== Dataset entries ==

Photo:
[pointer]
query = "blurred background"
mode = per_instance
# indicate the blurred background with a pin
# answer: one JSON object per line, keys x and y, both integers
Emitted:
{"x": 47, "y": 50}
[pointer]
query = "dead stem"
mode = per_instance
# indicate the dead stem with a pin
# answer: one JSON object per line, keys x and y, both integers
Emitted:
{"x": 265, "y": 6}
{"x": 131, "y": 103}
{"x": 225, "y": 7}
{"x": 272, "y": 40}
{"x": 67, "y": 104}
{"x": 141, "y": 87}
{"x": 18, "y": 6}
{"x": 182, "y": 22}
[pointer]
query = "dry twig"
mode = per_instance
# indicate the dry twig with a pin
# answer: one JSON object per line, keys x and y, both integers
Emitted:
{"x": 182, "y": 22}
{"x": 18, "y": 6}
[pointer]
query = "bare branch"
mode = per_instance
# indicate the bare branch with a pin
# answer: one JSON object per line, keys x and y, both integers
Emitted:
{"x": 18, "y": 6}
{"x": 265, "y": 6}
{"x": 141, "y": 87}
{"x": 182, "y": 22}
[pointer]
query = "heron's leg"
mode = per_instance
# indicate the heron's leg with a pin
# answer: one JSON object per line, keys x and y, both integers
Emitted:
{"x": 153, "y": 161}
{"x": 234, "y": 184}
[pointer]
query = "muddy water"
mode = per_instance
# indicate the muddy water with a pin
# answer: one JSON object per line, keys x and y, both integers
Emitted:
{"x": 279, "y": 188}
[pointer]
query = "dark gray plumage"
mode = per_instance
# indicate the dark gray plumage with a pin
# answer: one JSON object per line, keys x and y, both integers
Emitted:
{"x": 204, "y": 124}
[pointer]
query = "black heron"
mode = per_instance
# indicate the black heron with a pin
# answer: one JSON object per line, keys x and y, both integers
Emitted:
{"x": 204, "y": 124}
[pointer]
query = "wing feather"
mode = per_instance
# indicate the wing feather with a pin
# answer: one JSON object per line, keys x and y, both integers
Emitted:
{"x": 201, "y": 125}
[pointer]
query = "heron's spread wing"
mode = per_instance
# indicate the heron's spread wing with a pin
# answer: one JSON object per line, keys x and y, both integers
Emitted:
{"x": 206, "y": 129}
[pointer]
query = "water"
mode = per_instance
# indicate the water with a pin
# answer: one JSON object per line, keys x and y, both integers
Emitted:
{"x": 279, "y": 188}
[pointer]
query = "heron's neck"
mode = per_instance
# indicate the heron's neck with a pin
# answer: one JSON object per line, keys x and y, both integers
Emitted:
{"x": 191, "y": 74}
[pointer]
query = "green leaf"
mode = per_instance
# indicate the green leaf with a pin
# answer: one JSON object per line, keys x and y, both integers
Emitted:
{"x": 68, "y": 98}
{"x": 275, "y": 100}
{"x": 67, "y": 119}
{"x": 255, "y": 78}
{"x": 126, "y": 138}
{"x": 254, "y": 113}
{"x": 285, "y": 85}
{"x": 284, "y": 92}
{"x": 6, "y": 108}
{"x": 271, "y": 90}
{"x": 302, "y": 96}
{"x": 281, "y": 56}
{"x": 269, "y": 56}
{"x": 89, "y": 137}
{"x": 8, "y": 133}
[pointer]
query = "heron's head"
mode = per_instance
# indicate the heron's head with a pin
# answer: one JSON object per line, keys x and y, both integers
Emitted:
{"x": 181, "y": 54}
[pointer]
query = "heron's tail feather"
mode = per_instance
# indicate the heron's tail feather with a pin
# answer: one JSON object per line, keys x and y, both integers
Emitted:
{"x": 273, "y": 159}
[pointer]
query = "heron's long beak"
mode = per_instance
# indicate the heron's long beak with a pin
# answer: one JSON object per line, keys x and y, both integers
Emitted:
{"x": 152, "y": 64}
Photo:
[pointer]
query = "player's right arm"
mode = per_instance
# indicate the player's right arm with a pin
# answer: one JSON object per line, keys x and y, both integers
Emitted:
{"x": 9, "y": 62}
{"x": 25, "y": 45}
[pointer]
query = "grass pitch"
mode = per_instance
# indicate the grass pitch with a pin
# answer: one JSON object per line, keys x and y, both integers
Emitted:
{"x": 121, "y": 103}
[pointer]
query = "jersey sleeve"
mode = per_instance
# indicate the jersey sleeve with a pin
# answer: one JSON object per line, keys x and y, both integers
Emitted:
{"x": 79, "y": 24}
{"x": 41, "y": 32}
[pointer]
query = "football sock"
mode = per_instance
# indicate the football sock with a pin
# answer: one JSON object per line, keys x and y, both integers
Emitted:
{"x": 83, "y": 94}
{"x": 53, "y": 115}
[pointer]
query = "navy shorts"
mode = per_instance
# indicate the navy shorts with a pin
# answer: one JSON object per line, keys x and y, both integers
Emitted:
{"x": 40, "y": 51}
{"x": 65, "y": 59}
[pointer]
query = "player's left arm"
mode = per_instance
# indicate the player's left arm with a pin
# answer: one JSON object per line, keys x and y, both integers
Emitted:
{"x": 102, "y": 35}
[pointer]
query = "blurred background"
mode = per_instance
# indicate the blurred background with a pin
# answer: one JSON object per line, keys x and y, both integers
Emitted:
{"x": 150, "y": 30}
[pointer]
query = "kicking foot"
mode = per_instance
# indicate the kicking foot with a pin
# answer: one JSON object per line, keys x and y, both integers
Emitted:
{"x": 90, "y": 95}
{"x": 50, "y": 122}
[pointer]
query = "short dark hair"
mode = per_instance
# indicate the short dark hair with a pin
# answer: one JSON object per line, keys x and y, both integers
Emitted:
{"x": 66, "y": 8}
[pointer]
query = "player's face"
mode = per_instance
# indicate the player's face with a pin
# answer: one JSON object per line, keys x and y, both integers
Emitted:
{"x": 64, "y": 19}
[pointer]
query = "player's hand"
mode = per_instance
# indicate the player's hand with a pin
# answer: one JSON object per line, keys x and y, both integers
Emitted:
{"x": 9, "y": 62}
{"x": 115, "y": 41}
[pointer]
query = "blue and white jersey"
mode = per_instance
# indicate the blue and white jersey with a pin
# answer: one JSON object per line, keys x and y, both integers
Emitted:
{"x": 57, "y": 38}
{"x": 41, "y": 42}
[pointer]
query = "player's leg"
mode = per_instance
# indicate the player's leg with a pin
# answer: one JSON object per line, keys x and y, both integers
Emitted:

== Exercise aim ==
The whole listing above needs to be written out again exactly.

== Expected answer ==
Photo:
[pointer]
query = "blurred background"
mode = per_instance
# indicate the blurred background with a pin
# answer: one JSON object per line, keys x and y, both integers
Emitted:
{"x": 47, "y": 50}
[pointer]
query = "dead stem"
mode = per_instance
# indicate the dead stem with a pin
# answer: one JSON object per line, keys x and y, both integers
Emitted:
{"x": 265, "y": 6}
{"x": 131, "y": 103}
{"x": 225, "y": 7}
{"x": 272, "y": 40}
{"x": 67, "y": 104}
{"x": 141, "y": 87}
{"x": 18, "y": 6}
{"x": 182, "y": 22}
[pointer]
query = "dry twig"
mode = per_instance
# indicate the dry twig with a pin
# answer: one JSON object per line, keys x and y, both integers
Emitted:
{"x": 182, "y": 22}
{"x": 18, "y": 6}
[pointer]
query = "bare branch"
mode = per_instance
# indicate the bare branch with a pin
# answer: one JSON object per line, keys x and y, both integers
Emitted:
{"x": 18, "y": 6}
{"x": 265, "y": 6}
{"x": 141, "y": 87}
{"x": 182, "y": 22}
[pointer]
query = "heron's leg"
mode = per_instance
# indicate the heron's leg with a pin
# answer: one JSON object per line, keys x and y, both integers
Emitted:
{"x": 153, "y": 161}
{"x": 234, "y": 184}
[pointer]
query = "muddy water"
mode = per_instance
# indicate the muddy water with a pin
# answer: one JSON object per line, keys x and y, both integers
Emitted:
{"x": 279, "y": 188}
[pointer]
query = "dark gray plumage"
mode = per_instance
# indicate the dark gray plumage with a pin
# answer: one JSON object per line, keys x and y, both integers
Emitted:
{"x": 204, "y": 124}
[pointer]
query = "black heron"
mode = per_instance
# indicate the black heron with a pin
# answer: one JSON object per line, keys x and y, both integers
Emitted:
{"x": 204, "y": 124}
[pointer]
query = "wing feather"
mode = per_instance
# indicate the wing feather with a pin
# answer: one JSON object per line, keys x and y, both integers
Emitted:
{"x": 201, "y": 125}
[pointer]
query = "heron's spread wing"
mode = per_instance
# indicate the heron's spread wing with a pin
# answer: one JSON object per line, keys x and y, both integers
Emitted:
{"x": 206, "y": 129}
[pointer]
query = "water"
mode = per_instance
# indicate the water with a pin
# answer: one JSON object per line, keys x and y, both integers
Emitted:
{"x": 279, "y": 188}
[pointer]
query = "heron's neck"
mode = per_instance
# indicate the heron's neck with a pin
# answer: one JSON object per line, keys x and y, both integers
Emitted:
{"x": 191, "y": 74}
[pointer]
query = "green leaf"
mode = per_instance
# indicate the green leaf with a pin
# answer: one JSON object per line, keys x and y, both integers
Emitted:
{"x": 68, "y": 98}
{"x": 275, "y": 100}
{"x": 67, "y": 119}
{"x": 255, "y": 78}
{"x": 126, "y": 138}
{"x": 254, "y": 113}
{"x": 285, "y": 85}
{"x": 284, "y": 92}
{"x": 6, "y": 108}
{"x": 271, "y": 90}
{"x": 302, "y": 96}
{"x": 281, "y": 56}
{"x": 269, "y": 56}
{"x": 89, "y": 137}
{"x": 8, "y": 133}
[pointer]
query = "heron's head"
mode = per_instance
# indicate the heron's head with a pin
# answer: one JSON object per line, keys x and y, both integers
Emitted:
{"x": 181, "y": 54}
[pointer]
query = "heron's tail feather"
mode = per_instance
# indicate the heron's tail feather with a pin
# answer: one JSON object per line, keys x and y, both integers
Emitted:
{"x": 273, "y": 159}
[pointer]
query = "heron's long beak"
mode = per_instance
# indicate the heron's long beak with a pin
# answer: one JSON object per line, keys x and y, both integers
Emitted:
{"x": 152, "y": 64}
Photo:
[pointer]
query = "player's right arm"
mode = per_instance
# indicate the player's right arm with a pin
# answer: one JSON object per line, keys x and y, both integers
Emitted:
{"x": 9, "y": 62}
{"x": 25, "y": 45}
[pointer]
query = "grass pitch"
mode = per_instance
# indicate the grass pitch with a pin
# answer: one JSON object per line, keys x and y, both integers
Emitted:
{"x": 121, "y": 103}
[pointer]
query = "jersey sleeve"
mode = per_instance
# indicate the jersey sleeve with a pin
# answer: one JSON object per line, keys x and y, both integers
Emitted:
{"x": 79, "y": 24}
{"x": 41, "y": 32}
[pointer]
query = "football sock"
mode = per_instance
# indicate the football sock with a pin
# answer: one JSON object per line, keys x and y, both integers
Emitted:
{"x": 83, "y": 94}
{"x": 53, "y": 115}
[pointer]
query = "navy shorts"
mode = per_instance
# indicate the navy shorts with a pin
# answer: one JSON object per line, keys x and y, both integers
Emitted:
{"x": 40, "y": 51}
{"x": 65, "y": 59}
[pointer]
query = "player's left arm"
mode = per_instance
# indicate the player's left arm with a pin
# answer: one JSON object per line, keys x and y, both integers
Emitted:
{"x": 102, "y": 35}
[pointer]
query = "blurred background"
mode = per_instance
# indicate the blurred background with a pin
# answer: one JSON object per line, keys x and y, both integers
Emitted:
{"x": 150, "y": 30}
[pointer]
query = "kicking foot"
mode = per_instance
# indicate the kicking foot with a pin
# answer: one JSON object per line, keys x and y, both integers
Emitted:
{"x": 90, "y": 95}
{"x": 50, "y": 122}
[pointer]
query = "short dark hair"
mode = per_instance
# indicate the short dark hair with a pin
# answer: one JSON object per line, keys x and y, both integers
Emitted:
{"x": 66, "y": 8}
[pointer]
query = "player's face"
mode = per_instance
# indicate the player's face with a pin
# answer: one JSON object per line, keys x and y, both integers
Emitted:
{"x": 64, "y": 19}
[pointer]
query = "player's hand"
mode = per_instance
# indicate the player's hand with a pin
# answer: one JSON object per line, keys x and y, both integers
Emitted:
{"x": 9, "y": 62}
{"x": 115, "y": 41}
[pointer]
query = "blue and white jersey"
mode = per_instance
# indicate the blue and white jersey with a pin
# answer: one JSON object per line, keys x and y, both integers
Emitted:
{"x": 57, "y": 38}
{"x": 41, "y": 42}
[pointer]
query = "player's leg"
mode = per_instance
# indicate the player's leg with a pin
# answer: one JSON object per line, keys x and y, both integers
Emitted:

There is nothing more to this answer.